What the task requires |
Send back exactly the lines from the opening line of the records below through the one with "Target: red soil ground".

(Region pointing data)
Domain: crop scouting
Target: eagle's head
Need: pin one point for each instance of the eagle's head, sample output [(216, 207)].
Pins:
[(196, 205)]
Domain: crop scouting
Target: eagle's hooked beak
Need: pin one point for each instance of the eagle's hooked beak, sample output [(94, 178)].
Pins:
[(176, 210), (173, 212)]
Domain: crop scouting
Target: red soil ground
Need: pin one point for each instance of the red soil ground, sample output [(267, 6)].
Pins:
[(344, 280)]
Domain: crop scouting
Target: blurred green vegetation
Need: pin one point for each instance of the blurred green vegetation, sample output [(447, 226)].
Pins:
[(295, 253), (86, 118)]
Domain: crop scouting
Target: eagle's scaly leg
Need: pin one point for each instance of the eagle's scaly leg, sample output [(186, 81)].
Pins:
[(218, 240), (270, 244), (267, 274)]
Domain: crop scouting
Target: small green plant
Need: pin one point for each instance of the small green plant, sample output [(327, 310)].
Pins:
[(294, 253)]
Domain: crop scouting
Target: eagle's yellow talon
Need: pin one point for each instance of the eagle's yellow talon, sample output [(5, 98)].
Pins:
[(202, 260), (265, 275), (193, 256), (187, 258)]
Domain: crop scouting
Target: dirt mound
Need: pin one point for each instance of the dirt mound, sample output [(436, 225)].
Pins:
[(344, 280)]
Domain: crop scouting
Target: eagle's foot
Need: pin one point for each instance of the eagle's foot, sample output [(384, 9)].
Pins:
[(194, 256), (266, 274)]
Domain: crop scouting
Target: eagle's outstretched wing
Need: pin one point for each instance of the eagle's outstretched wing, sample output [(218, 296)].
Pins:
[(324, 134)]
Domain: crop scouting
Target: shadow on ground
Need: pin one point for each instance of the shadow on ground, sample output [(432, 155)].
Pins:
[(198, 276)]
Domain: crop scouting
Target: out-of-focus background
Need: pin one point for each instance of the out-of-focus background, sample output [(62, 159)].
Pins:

Exercise solution |
Domain: crop scouting
Target: eagle's head
Need: pin one point for each instance of the eagle's head, sample output [(216, 207)].
Pins:
[(196, 205)]
Domain: crop scouting
Target: eagle's hooked beak
Need: pin one point for each instance of the eagle's hooked beak, sample output [(94, 178)].
Pins:
[(176, 210), (173, 212)]
Domain: crop scouting
Target: red soil ground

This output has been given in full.